- Text excerpt -
I love the Chinese restaurant!  It's so nice to wander around London in nice weather.  Too bad our next trip has to be in early November as our Ugandan daughter is overdue for a trip there.  I doubt she'll be able to wear anything like this then!


----------



## Lara (Aug 4, 2015)

She's beautiful and so is the photography.


----------



## Ameriscot (Aug 4, 2015)

Lara said:


> She's beautiful and so is the photography.



Thanks!  Yes, she is.


----------



## Glinda (Aug 4, 2015)

Holly, these are all so beautiful.  So many of them bring back memories of previous trips to my favorite city - or should I say favourite city?  I hope to visit London again next year and this makes me that much more determined.  Thanks for posting!


----------



## applecruncher (Aug 4, 2015)

Ahh I missed the cinnamon pretzel bread. Yum indeed!


----------



## hollydolly (Aug 4, 2015)

Blimey Annie, your daughter looks freezing on such a cloudy day..LOL...beautiful but cold.. 

Phile...lots of graffiti in many other places and out on the overground bridges and walls etc...graffiti on the underground trains used to be a problem but it was tackled in various ways and now we rarely get it, and when we do it's cleaned up ASAP ... http://www.btp.police.uk/advice_and_information/how_we_tackle_crime/graffiti.aspx


----------



## hollydolly (Aug 4, 2015)

Glinda I'm glad that's whetted your appetite for your upcoming trip next year...another member here is coming to London this month from the US and they've loved the pictures of regents park too, and hope to get a chance to visit..

- Brief -
Answer these questions from the forum thread about London:
1. When does the first poster's next trip have to be?
2. What does applecruncher say they missed?
3. According to hollydolly, what happens now when graffiti does appear on the underground trains?

- Excerpts of pointing data -
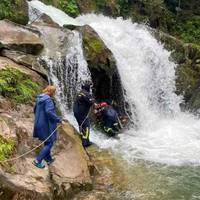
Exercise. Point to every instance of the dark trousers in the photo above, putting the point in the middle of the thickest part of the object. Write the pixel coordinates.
(84, 128)
(45, 152)
(110, 125)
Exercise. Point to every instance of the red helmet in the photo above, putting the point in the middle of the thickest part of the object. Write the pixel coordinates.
(102, 104)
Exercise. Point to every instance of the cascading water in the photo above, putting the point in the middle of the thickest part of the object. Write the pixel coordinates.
(63, 59)
(164, 134)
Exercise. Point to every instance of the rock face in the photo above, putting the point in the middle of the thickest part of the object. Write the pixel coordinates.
(102, 66)
(16, 11)
(24, 59)
(187, 57)
(64, 178)
(34, 76)
(20, 38)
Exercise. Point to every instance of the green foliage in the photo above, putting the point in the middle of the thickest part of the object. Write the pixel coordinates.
(15, 10)
(5, 9)
(188, 30)
(6, 148)
(70, 7)
(17, 86)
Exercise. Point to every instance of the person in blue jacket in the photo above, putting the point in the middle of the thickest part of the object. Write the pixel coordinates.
(45, 123)
(81, 110)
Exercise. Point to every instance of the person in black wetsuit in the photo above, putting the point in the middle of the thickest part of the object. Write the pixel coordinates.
(81, 110)
(109, 117)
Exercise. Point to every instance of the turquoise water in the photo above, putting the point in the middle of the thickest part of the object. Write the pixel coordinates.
(143, 180)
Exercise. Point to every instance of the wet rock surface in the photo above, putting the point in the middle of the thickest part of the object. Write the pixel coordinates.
(187, 57)
(18, 37)
(103, 68)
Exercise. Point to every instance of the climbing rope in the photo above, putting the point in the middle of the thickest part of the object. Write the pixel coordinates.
(28, 152)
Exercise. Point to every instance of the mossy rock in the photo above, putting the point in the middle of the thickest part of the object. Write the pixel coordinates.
(7, 147)
(187, 80)
(17, 86)
(16, 11)
(96, 52)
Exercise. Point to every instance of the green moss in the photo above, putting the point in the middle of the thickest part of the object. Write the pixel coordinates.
(15, 10)
(93, 46)
(188, 30)
(16, 86)
(70, 7)
(187, 80)
(6, 148)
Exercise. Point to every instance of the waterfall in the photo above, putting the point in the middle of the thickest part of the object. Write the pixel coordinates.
(165, 134)
(63, 59)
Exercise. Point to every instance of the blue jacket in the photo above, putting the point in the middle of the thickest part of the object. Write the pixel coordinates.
(45, 118)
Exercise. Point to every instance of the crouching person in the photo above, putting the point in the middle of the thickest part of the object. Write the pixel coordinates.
(81, 110)
(45, 124)
(109, 117)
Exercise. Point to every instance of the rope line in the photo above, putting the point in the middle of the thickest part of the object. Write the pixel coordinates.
(28, 152)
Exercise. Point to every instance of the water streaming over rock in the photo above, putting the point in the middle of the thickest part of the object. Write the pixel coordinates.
(63, 60)
(165, 134)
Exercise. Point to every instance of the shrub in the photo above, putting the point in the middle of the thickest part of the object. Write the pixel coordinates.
(6, 148)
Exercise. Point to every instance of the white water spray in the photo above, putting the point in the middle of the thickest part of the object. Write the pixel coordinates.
(165, 134)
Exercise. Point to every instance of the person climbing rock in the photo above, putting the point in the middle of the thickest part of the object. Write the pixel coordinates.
(45, 124)
(108, 115)
(81, 109)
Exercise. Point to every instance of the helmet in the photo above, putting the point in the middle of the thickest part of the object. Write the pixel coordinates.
(102, 104)
(87, 85)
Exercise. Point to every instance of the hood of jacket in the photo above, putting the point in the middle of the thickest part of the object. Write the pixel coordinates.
(42, 98)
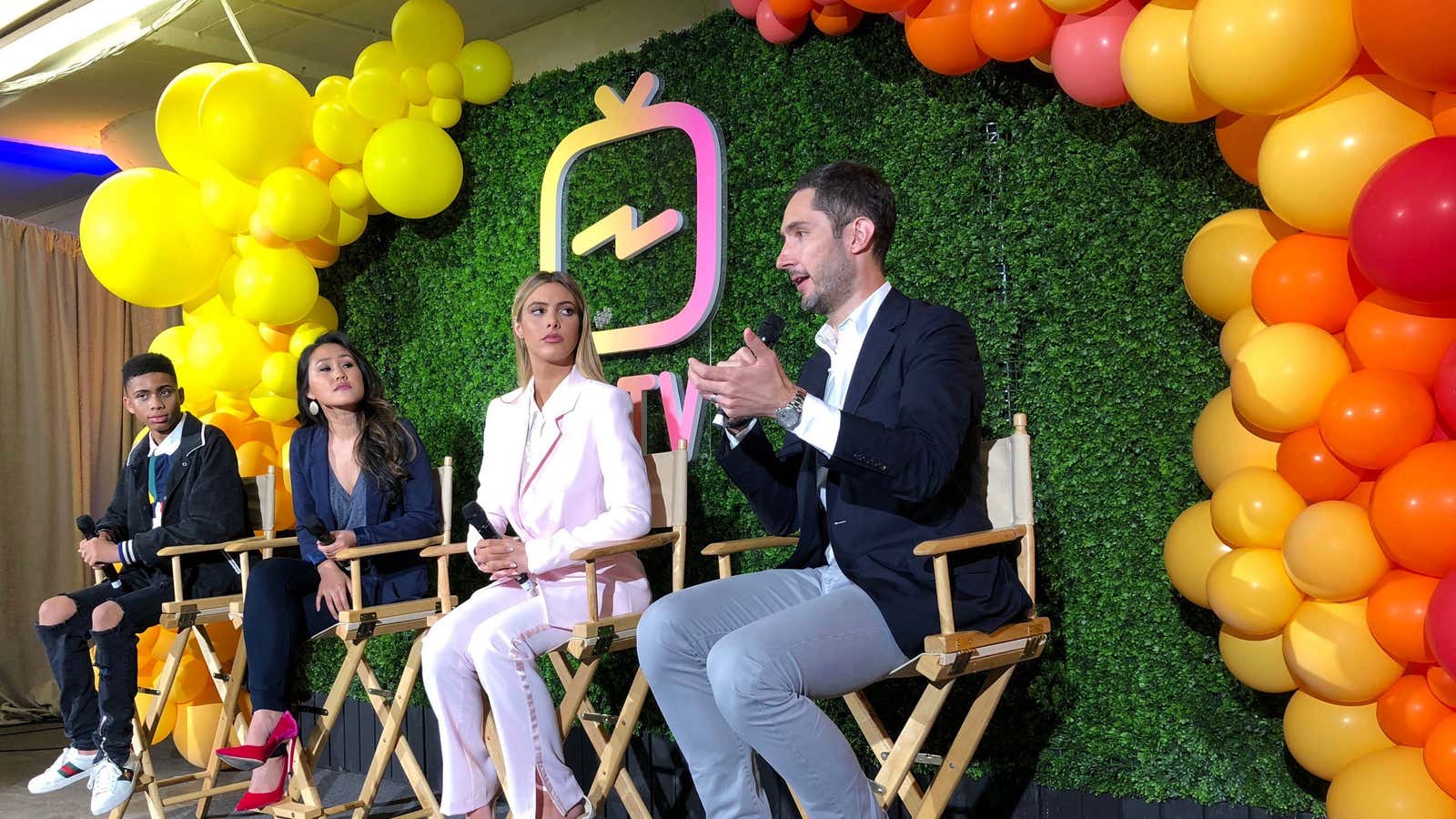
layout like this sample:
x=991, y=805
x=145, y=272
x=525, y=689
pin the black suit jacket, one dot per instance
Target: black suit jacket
x=905, y=470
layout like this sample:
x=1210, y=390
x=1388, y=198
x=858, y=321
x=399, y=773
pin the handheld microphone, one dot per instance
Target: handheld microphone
x=475, y=516
x=87, y=528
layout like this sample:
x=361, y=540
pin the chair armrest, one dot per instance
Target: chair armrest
x=446, y=550
x=747, y=545
x=259, y=544
x=200, y=548
x=975, y=540
x=623, y=547
x=386, y=548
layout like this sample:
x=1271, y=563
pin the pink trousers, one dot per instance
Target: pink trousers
x=491, y=643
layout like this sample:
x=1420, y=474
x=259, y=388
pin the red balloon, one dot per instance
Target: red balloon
x=1411, y=40
x=1397, y=614
x=1315, y=472
x=1373, y=417
x=1402, y=230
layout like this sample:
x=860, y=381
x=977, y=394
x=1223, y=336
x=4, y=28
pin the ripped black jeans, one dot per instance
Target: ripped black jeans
x=102, y=720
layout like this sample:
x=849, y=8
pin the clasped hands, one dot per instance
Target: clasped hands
x=750, y=383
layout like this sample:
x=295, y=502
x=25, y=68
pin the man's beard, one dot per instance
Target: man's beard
x=832, y=288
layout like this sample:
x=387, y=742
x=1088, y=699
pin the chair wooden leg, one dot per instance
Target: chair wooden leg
x=917, y=727
x=965, y=743
x=390, y=743
x=880, y=742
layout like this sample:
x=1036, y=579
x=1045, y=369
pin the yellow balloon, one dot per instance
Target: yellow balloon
x=415, y=85
x=427, y=31
x=1270, y=56
x=172, y=343
x=487, y=70
x=295, y=203
x=376, y=96
x=344, y=227
x=280, y=375
x=341, y=133
x=1190, y=550
x=255, y=118
x=1237, y=332
x=178, y=131
x=1331, y=552
x=347, y=188
x=276, y=286
x=1251, y=593
x=305, y=337
x=1252, y=509
x=1155, y=65
x=412, y=169
x=228, y=354
x=1223, y=443
x=1315, y=160
x=444, y=111
x=380, y=56
x=1219, y=261
x=1257, y=662
x=1390, y=783
x=1334, y=656
x=1281, y=376
x=331, y=89
x=444, y=79
x=1324, y=738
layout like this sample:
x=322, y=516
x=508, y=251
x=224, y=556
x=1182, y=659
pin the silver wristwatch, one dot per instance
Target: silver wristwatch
x=790, y=414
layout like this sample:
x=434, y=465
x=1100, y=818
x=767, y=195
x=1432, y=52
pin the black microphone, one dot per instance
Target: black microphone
x=475, y=516
x=87, y=526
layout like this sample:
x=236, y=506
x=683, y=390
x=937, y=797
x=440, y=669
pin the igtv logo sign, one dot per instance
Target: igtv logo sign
x=622, y=120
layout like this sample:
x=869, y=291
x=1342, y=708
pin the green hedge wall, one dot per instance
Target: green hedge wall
x=1056, y=228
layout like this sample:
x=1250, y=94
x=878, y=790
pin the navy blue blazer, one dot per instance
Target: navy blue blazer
x=905, y=470
x=388, y=579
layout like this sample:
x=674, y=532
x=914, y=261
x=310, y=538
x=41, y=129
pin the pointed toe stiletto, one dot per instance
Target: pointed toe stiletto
x=249, y=756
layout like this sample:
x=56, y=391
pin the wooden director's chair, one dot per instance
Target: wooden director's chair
x=596, y=637
x=357, y=627
x=188, y=617
x=951, y=654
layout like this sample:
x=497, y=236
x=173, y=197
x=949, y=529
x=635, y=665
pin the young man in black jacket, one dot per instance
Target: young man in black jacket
x=178, y=487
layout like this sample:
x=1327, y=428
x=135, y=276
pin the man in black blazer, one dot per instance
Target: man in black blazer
x=881, y=450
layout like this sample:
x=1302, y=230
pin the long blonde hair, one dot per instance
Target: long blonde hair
x=587, y=359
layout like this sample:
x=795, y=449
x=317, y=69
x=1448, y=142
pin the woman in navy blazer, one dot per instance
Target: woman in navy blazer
x=364, y=474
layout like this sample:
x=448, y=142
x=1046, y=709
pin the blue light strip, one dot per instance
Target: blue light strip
x=50, y=157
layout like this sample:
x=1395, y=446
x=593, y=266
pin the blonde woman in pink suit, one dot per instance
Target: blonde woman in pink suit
x=562, y=471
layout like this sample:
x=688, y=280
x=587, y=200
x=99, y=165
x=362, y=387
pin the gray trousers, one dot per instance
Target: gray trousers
x=735, y=666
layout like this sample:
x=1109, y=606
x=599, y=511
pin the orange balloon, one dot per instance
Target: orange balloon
x=1308, y=278
x=1397, y=615
x=1390, y=332
x=1373, y=417
x=1409, y=712
x=1312, y=470
x=1411, y=40
x=1014, y=29
x=836, y=19
x=1239, y=138
x=1412, y=509
x=939, y=36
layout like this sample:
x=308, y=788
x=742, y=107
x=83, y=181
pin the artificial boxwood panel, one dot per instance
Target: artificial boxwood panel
x=1055, y=228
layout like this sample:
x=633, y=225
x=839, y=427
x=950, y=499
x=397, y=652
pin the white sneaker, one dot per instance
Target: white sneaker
x=113, y=785
x=70, y=767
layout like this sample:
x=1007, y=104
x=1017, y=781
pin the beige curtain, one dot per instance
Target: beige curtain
x=63, y=435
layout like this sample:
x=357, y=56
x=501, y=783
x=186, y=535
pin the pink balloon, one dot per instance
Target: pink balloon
x=1441, y=622
x=775, y=29
x=1087, y=55
x=1402, y=230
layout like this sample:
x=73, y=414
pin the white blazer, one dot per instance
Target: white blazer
x=589, y=487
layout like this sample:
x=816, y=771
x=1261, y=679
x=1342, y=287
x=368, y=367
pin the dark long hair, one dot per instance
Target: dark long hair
x=383, y=448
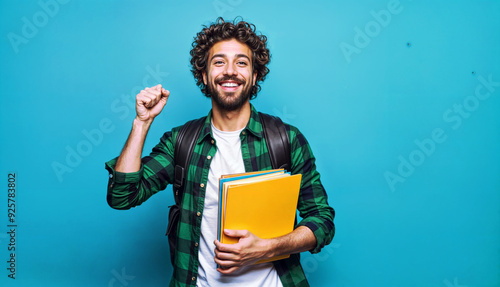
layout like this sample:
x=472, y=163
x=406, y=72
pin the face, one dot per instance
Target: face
x=229, y=76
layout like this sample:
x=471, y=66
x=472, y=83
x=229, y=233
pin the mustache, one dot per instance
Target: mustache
x=230, y=78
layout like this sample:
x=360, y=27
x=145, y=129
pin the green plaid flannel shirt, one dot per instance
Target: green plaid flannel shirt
x=126, y=190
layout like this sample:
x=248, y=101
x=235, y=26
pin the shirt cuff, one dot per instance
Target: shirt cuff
x=318, y=233
x=123, y=177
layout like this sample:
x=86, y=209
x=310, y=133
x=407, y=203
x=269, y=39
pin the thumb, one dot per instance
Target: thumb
x=236, y=233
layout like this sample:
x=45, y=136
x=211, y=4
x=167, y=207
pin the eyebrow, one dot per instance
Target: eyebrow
x=225, y=56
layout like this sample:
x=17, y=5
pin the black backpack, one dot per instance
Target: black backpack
x=278, y=145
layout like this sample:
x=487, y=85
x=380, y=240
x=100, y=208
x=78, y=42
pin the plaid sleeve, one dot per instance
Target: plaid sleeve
x=127, y=190
x=313, y=206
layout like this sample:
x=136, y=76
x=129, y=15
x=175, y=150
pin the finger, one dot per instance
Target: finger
x=154, y=97
x=225, y=256
x=165, y=93
x=228, y=271
x=225, y=264
x=229, y=248
x=143, y=99
x=236, y=233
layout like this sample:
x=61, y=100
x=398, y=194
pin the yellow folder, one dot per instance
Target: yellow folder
x=264, y=205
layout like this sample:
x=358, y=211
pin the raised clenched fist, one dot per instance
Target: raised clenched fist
x=150, y=102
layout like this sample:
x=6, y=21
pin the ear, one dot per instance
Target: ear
x=204, y=74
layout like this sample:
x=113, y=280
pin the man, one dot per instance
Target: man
x=228, y=61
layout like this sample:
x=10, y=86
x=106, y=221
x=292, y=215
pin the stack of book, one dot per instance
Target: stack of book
x=263, y=202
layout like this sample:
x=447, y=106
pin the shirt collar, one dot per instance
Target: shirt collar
x=254, y=125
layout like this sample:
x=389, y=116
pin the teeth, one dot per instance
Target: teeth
x=229, y=85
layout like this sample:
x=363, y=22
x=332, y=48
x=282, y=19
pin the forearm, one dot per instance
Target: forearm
x=300, y=240
x=130, y=157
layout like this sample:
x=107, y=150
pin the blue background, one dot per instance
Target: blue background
x=433, y=222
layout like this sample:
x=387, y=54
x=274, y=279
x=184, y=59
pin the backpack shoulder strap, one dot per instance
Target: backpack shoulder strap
x=277, y=141
x=184, y=146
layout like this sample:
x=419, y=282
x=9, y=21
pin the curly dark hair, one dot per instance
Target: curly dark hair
x=242, y=31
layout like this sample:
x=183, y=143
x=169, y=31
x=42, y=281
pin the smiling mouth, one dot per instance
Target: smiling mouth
x=229, y=85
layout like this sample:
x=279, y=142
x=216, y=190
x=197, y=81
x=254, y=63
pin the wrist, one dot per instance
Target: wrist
x=142, y=123
x=271, y=247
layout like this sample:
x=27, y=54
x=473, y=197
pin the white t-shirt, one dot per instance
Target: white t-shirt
x=227, y=160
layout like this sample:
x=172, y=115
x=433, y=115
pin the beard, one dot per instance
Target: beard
x=229, y=101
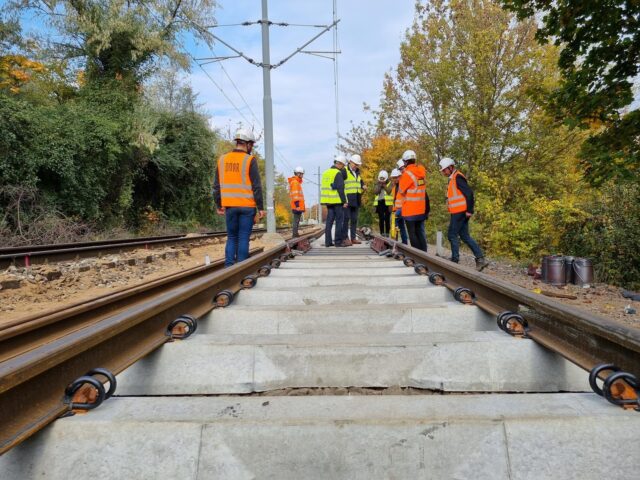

- Expected answer -
1. Early November.
2. The cinnamon pretzel bread.
3. It is cleaned up as soon as possible.